> [THE PROBLEM]: Drop all images and give the records again exactly.

..........

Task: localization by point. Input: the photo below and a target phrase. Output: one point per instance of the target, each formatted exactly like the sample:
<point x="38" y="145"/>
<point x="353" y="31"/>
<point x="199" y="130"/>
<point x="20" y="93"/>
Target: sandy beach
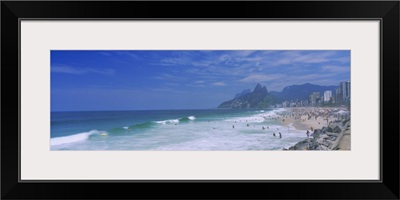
<point x="309" y="118"/>
<point x="329" y="127"/>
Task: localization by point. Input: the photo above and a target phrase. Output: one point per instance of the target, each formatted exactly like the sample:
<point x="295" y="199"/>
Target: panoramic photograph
<point x="200" y="100"/>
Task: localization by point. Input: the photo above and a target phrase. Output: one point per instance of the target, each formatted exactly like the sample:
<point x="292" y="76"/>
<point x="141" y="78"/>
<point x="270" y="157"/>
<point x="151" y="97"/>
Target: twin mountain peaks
<point x="261" y="98"/>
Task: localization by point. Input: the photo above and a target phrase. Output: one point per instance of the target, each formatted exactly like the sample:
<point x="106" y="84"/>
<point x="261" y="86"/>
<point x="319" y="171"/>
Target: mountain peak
<point x="258" y="87"/>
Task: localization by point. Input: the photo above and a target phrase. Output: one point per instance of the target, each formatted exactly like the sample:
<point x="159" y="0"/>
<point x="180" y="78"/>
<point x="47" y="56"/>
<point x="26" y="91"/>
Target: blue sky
<point x="137" y="80"/>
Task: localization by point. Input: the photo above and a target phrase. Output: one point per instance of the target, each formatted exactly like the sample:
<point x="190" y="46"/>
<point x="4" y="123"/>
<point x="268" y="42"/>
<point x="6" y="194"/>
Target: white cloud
<point x="337" y="69"/>
<point x="262" y="77"/>
<point x="80" y="71"/>
<point x="219" y="84"/>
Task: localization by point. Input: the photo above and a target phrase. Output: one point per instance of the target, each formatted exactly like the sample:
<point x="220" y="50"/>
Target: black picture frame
<point x="386" y="11"/>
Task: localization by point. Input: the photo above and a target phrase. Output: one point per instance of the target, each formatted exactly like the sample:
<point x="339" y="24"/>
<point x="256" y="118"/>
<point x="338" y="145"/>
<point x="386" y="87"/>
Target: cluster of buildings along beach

..........

> [COMPLETE OUTPUT]:
Task: localization by point. Input: the photo below and a target phrase. Output: one point per instance of the target, each formatted exactly like the sample:
<point x="38" y="145"/>
<point x="353" y="31"/>
<point x="199" y="130"/>
<point x="20" y="93"/>
Target: sandy beach
<point x="309" y="118"/>
<point x="329" y="127"/>
Task: localization by point. Input: the photo above and a target phrase. Output: one point per instance of the target, each formatted exactly like the sample:
<point x="295" y="199"/>
Target: panoramic photograph
<point x="200" y="100"/>
Task: localization by point. Input: the photo above and a target phrase. Output: one point per instance of the target, each formatted exactly like the sample:
<point x="292" y="76"/>
<point x="141" y="78"/>
<point x="270" y="157"/>
<point x="151" y="97"/>
Target: twin mountain peaks
<point x="261" y="98"/>
Task: localization by point. Input: the photo above and a target phrase. Output: one point per instance of the target, each formatted exactly like the sample:
<point x="106" y="84"/>
<point x="261" y="86"/>
<point x="319" y="171"/>
Target: mountain peak
<point x="258" y="87"/>
Task: localization by point. Input: the photo above and a target phrase. Output: one point per instance of the target, each formatted exactly like the sample:
<point x="159" y="0"/>
<point x="180" y="78"/>
<point x="47" y="56"/>
<point x="26" y="91"/>
Target: blue sky
<point x="137" y="80"/>
Task: localization by point. Input: the photo above and a target phrase. Output: one point per instance of the target, each formatted exactly like the sample:
<point x="190" y="46"/>
<point x="4" y="123"/>
<point x="268" y="42"/>
<point x="6" y="194"/>
Target: white cloud
<point x="337" y="69"/>
<point x="262" y="77"/>
<point x="80" y="71"/>
<point x="219" y="84"/>
Task: localization by point. Input: the photo above and a target phrase. Output: one point per instance of the target, each formatted exactly like the sample:
<point x="220" y="50"/>
Target: black picture frame
<point x="386" y="11"/>
Task: localization by point. Input: the photo above and a target phrase. Output: one point per instance of the target, each formatted exactly like the sample:
<point x="339" y="24"/>
<point x="256" y="118"/>
<point x="338" y="145"/>
<point x="386" y="87"/>
Target: cluster of buildings along beach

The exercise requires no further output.